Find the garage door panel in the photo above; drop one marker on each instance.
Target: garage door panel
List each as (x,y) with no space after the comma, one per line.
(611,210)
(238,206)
○ ○ ○
## INSTRUCTIONS TO FOLLOW
Every line that holds the word "door" should be copied from the records above.

## RESULT BELOW
Find the garage door panel in the photo above; drop one marker on each instance.
Target: garage door panel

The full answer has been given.